* _DO THIS_
Render the stretch of the records from the line containing "Where can you see the thumb" through the end of the records as a numbered list, leaving out blank lines. Leave the pictures out of the answer.

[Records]
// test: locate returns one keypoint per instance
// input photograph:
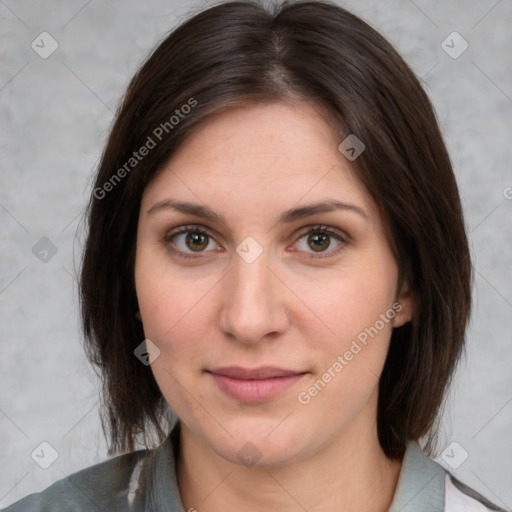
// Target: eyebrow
(286, 217)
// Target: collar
(420, 484)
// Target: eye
(188, 240)
(319, 239)
(194, 239)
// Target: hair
(238, 53)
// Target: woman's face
(271, 335)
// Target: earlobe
(405, 309)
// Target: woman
(277, 255)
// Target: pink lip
(257, 385)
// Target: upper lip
(263, 372)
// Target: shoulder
(425, 485)
(98, 487)
(459, 497)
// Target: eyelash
(317, 229)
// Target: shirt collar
(420, 484)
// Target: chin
(260, 444)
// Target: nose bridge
(251, 308)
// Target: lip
(255, 385)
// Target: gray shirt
(145, 481)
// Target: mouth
(254, 385)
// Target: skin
(286, 309)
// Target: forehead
(260, 156)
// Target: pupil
(317, 241)
(198, 241)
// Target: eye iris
(318, 241)
(199, 240)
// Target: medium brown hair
(236, 53)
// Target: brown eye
(319, 241)
(196, 241)
(188, 240)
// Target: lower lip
(255, 390)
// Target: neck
(352, 473)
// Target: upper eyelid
(332, 231)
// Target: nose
(253, 302)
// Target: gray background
(55, 116)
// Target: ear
(405, 305)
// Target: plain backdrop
(56, 112)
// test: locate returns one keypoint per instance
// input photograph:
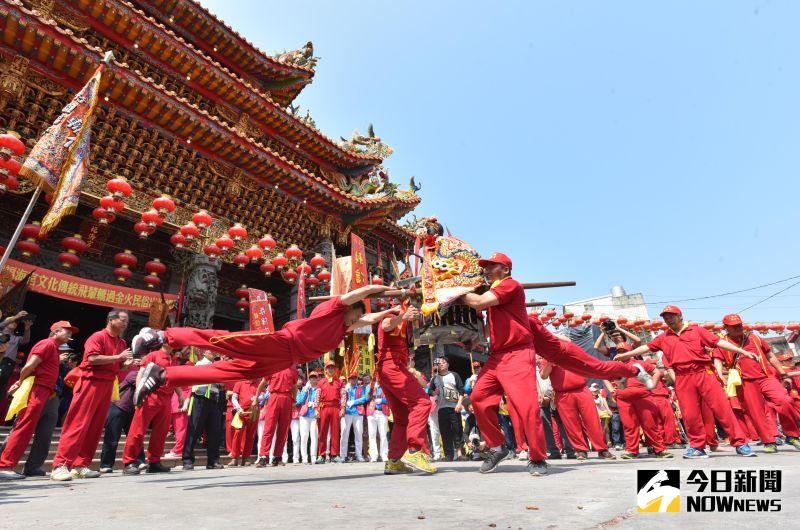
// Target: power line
(770, 296)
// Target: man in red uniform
(577, 410)
(155, 413)
(511, 368)
(104, 355)
(639, 409)
(245, 403)
(330, 411)
(282, 389)
(685, 356)
(408, 402)
(759, 388)
(258, 353)
(42, 364)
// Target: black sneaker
(493, 459)
(153, 377)
(537, 468)
(158, 467)
(147, 340)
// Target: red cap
(672, 309)
(497, 257)
(64, 324)
(732, 320)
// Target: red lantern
(155, 267)
(102, 216)
(290, 275)
(280, 261)
(324, 275)
(304, 268)
(119, 188)
(294, 253)
(242, 292)
(28, 248)
(254, 253)
(164, 205)
(202, 219)
(267, 268)
(212, 251)
(266, 243)
(111, 204)
(224, 243)
(237, 232)
(178, 240)
(122, 274)
(240, 260)
(190, 231)
(143, 229)
(10, 144)
(152, 218)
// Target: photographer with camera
(10, 341)
(610, 329)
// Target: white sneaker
(84, 472)
(61, 474)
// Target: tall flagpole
(14, 238)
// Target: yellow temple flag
(20, 400)
(59, 161)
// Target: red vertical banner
(260, 311)
(301, 294)
(358, 255)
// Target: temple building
(191, 110)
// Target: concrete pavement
(574, 495)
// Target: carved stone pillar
(201, 291)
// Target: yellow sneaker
(419, 461)
(396, 467)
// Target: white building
(614, 305)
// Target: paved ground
(575, 495)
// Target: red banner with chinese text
(67, 287)
(260, 311)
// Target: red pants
(696, 388)
(669, 421)
(228, 428)
(84, 423)
(579, 415)
(757, 396)
(409, 404)
(243, 439)
(25, 426)
(639, 409)
(180, 421)
(255, 354)
(329, 421)
(278, 418)
(154, 413)
(575, 359)
(512, 373)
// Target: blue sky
(653, 145)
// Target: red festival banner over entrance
(60, 285)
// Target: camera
(609, 326)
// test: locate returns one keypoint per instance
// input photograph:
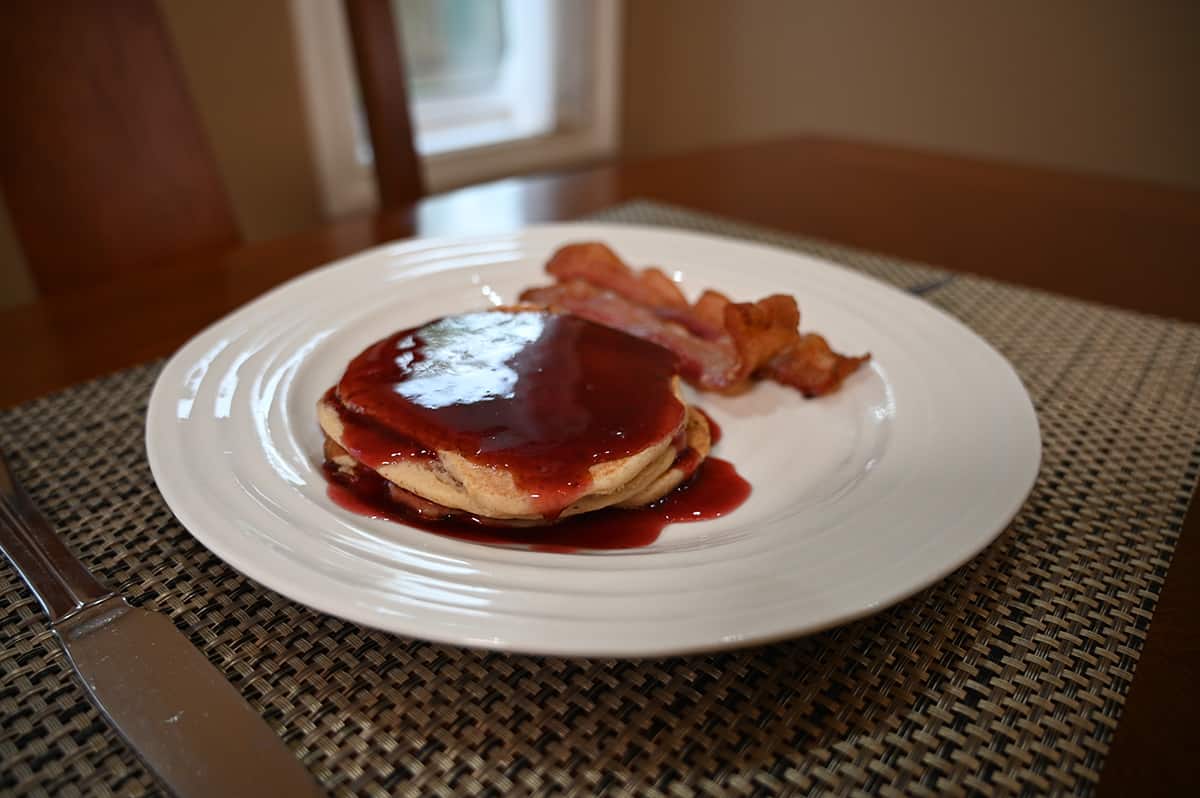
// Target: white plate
(859, 499)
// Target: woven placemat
(1007, 676)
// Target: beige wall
(1092, 85)
(1084, 84)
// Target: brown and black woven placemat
(1006, 677)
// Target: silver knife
(174, 709)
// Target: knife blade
(191, 727)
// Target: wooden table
(1095, 238)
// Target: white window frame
(343, 169)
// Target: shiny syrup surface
(714, 491)
(544, 396)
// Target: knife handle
(59, 581)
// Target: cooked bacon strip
(721, 345)
(599, 265)
(810, 365)
(706, 364)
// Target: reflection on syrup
(543, 396)
(714, 491)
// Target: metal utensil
(177, 711)
(921, 289)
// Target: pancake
(517, 417)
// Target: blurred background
(501, 88)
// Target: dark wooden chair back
(381, 70)
(105, 163)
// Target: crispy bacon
(721, 345)
(810, 365)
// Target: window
(496, 88)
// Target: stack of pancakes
(514, 417)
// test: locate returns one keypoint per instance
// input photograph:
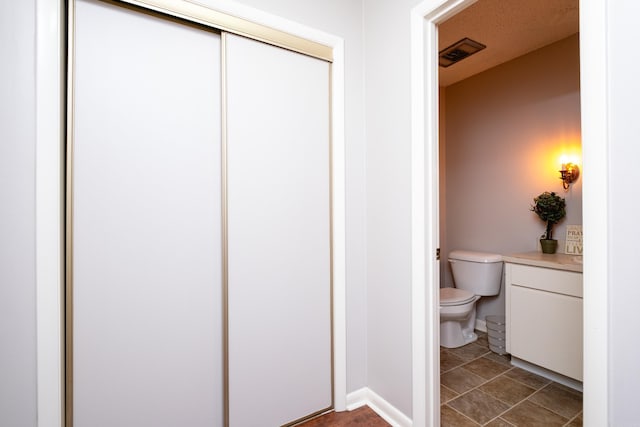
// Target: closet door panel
(147, 293)
(279, 234)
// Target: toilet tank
(477, 272)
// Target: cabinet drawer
(547, 279)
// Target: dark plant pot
(549, 246)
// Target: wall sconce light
(569, 173)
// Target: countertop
(555, 261)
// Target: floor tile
(486, 368)
(446, 394)
(460, 380)
(505, 359)
(451, 418)
(499, 422)
(528, 414)
(449, 361)
(560, 399)
(507, 390)
(527, 378)
(478, 406)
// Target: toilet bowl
(475, 274)
(457, 317)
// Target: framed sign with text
(573, 240)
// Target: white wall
(505, 130)
(388, 128)
(17, 214)
(624, 152)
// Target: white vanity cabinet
(544, 312)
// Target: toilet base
(453, 336)
(458, 332)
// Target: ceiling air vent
(458, 51)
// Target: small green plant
(550, 208)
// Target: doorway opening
(425, 217)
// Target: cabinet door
(546, 329)
(146, 219)
(279, 277)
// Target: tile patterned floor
(481, 388)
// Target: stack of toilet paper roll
(496, 328)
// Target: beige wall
(505, 131)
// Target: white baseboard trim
(388, 412)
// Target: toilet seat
(455, 296)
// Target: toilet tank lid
(473, 256)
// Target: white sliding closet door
(147, 293)
(279, 272)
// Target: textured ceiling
(509, 28)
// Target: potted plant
(550, 208)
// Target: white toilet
(475, 274)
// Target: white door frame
(50, 52)
(425, 222)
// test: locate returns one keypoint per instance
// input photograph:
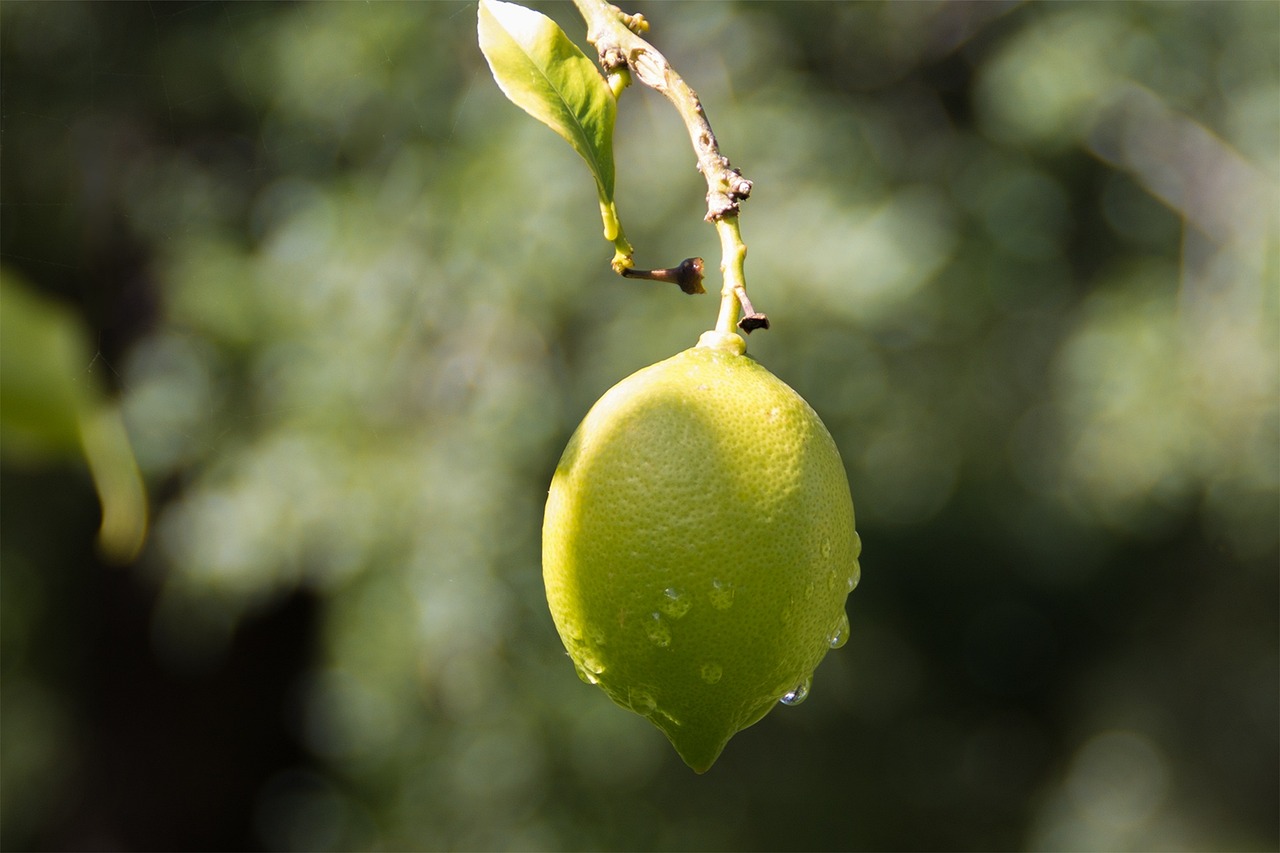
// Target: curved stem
(732, 256)
(616, 37)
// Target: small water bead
(840, 635)
(721, 594)
(855, 576)
(641, 702)
(675, 603)
(658, 632)
(796, 694)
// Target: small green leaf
(545, 74)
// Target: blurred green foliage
(1022, 259)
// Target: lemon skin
(698, 544)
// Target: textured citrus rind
(698, 546)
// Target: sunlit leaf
(551, 78)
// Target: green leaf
(545, 74)
(51, 406)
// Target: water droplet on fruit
(712, 673)
(675, 603)
(796, 694)
(641, 702)
(722, 594)
(658, 632)
(856, 575)
(840, 635)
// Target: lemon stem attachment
(616, 37)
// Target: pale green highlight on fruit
(699, 543)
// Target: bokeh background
(351, 302)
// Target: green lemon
(699, 544)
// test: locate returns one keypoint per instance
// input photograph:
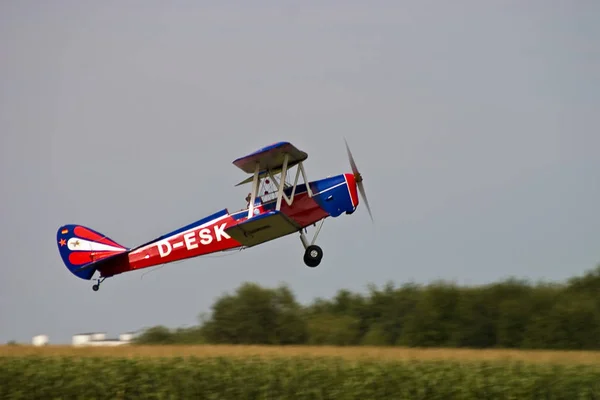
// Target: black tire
(313, 256)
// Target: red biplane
(276, 207)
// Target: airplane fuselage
(331, 196)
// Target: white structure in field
(40, 340)
(99, 339)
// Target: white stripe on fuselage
(75, 244)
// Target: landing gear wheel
(313, 256)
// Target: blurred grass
(348, 353)
(287, 377)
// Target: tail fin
(82, 248)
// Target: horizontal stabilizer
(262, 228)
(84, 250)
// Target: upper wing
(271, 158)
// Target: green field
(240, 372)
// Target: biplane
(277, 206)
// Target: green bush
(289, 378)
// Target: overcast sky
(475, 126)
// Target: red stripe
(85, 233)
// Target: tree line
(508, 314)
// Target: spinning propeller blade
(359, 179)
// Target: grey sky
(475, 125)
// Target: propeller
(358, 177)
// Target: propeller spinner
(359, 179)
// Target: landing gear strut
(312, 253)
(97, 285)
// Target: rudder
(81, 247)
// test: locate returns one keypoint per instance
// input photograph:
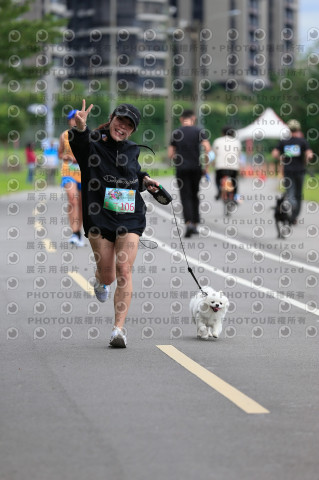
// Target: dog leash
(188, 267)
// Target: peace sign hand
(81, 116)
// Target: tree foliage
(23, 41)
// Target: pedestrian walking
(189, 148)
(112, 205)
(294, 155)
(227, 150)
(71, 182)
(31, 161)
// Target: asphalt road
(72, 408)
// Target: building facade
(152, 46)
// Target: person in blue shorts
(71, 182)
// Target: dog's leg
(217, 329)
(202, 331)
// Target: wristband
(79, 130)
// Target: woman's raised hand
(81, 115)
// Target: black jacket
(107, 163)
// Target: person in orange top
(71, 181)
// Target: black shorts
(111, 235)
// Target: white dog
(208, 312)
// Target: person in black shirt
(112, 206)
(185, 150)
(294, 154)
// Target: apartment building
(154, 45)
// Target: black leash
(188, 267)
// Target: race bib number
(121, 200)
(74, 167)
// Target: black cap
(128, 110)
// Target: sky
(308, 21)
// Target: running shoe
(101, 291)
(118, 339)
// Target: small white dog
(208, 312)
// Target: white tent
(268, 125)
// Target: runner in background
(71, 182)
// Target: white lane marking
(242, 401)
(241, 281)
(245, 246)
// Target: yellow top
(69, 168)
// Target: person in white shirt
(227, 150)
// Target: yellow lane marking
(80, 280)
(231, 393)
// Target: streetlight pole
(169, 78)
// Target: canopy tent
(268, 125)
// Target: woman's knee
(123, 274)
(106, 275)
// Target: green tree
(23, 41)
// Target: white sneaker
(75, 240)
(118, 339)
(101, 291)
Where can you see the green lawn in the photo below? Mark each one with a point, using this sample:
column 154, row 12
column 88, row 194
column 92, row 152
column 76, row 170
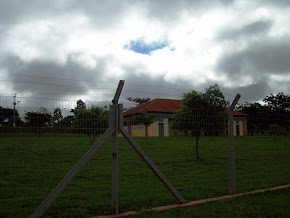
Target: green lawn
column 32, row 166
column 270, row 204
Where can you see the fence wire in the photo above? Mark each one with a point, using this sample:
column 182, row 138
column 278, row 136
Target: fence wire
column 42, row 139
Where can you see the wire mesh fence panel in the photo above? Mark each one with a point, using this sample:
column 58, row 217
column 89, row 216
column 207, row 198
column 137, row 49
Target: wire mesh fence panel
column 43, row 139
column 262, row 158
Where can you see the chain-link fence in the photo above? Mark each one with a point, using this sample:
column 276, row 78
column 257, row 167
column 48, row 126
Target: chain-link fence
column 43, row 139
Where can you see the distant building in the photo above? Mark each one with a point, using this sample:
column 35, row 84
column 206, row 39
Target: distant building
column 164, row 110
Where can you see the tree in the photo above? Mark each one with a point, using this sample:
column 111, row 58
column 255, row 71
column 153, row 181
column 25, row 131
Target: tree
column 143, row 118
column 201, row 114
column 279, row 103
column 57, row 115
column 37, row 119
column 8, row 114
column 139, row 101
column 80, row 105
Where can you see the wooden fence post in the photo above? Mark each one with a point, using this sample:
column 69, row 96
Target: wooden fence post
column 232, row 146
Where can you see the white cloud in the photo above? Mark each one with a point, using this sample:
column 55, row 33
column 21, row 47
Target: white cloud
column 66, row 33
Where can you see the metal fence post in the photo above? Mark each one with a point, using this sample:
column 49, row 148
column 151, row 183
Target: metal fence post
column 114, row 114
column 232, row 146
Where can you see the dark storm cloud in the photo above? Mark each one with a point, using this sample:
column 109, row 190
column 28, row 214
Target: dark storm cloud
column 253, row 29
column 50, row 77
column 267, row 56
column 249, row 93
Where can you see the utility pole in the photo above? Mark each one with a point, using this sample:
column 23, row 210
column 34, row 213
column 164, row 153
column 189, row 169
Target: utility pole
column 14, row 104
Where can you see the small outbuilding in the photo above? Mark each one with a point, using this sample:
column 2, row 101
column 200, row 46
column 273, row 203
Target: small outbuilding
column 164, row 110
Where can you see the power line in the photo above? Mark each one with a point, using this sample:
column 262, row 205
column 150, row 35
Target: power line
column 91, row 81
column 81, row 87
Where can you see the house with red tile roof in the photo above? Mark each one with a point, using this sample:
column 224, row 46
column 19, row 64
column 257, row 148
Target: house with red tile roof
column 164, row 110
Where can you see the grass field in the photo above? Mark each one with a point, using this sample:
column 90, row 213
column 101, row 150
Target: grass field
column 270, row 204
column 32, row 166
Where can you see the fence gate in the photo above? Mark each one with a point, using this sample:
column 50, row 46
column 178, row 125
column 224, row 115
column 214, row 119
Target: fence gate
column 115, row 126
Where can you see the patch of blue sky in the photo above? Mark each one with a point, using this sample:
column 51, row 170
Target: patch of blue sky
column 141, row 47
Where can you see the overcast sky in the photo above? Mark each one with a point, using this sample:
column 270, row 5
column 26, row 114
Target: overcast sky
column 69, row 49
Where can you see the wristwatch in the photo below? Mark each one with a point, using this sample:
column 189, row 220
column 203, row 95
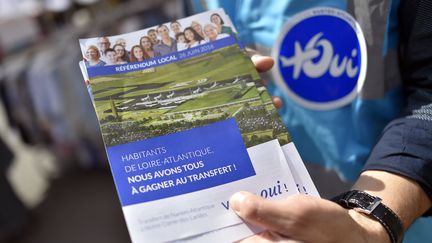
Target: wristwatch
column 371, row 205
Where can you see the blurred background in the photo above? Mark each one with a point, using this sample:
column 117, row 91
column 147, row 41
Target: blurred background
column 55, row 183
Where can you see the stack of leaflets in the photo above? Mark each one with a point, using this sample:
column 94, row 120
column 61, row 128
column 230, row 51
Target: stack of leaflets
column 186, row 123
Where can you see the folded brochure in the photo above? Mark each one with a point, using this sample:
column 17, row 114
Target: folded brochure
column 186, row 124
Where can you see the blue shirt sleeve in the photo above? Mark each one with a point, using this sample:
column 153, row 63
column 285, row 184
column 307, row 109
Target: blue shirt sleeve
column 405, row 147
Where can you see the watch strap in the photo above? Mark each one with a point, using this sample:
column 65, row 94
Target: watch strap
column 373, row 206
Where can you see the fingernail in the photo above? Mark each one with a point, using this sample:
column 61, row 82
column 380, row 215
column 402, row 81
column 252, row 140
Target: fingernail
column 236, row 201
column 256, row 57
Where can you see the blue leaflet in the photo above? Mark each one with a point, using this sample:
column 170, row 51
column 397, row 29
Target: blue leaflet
column 179, row 163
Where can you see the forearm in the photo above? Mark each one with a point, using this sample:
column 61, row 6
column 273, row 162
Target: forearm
column 404, row 196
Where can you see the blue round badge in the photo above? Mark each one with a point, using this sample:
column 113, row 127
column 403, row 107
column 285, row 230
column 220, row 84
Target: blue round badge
column 321, row 58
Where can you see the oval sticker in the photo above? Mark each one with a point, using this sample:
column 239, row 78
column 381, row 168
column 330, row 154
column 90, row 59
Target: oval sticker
column 320, row 58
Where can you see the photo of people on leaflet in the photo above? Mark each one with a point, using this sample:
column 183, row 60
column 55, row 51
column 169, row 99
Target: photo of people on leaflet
column 161, row 40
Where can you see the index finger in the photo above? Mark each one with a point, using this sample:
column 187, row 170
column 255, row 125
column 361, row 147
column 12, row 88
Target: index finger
column 262, row 63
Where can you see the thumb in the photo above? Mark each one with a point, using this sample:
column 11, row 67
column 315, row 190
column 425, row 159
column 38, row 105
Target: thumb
column 258, row 211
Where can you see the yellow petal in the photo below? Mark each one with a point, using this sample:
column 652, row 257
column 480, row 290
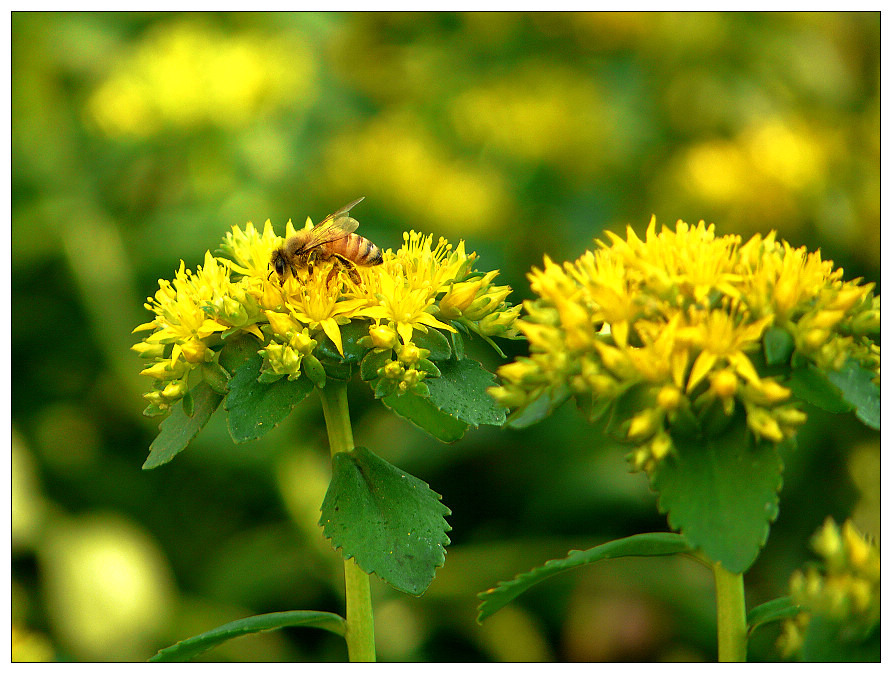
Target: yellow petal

* _EXERCISE RESULT_
1. Where can you see the thumb in the photo above? Mark each one with a point, using this sample:
2. column 11, row 67
3. column 315, row 190
4. column 425, row 159
5. column 38, row 105
6. Target: thumb
7. column 258, row 211
8. Where can you see the yellow petal in the photo below? Mark each one with a point, using this sample:
9. column 652, row 257
10. column 480, row 290
11. Target: yellow petal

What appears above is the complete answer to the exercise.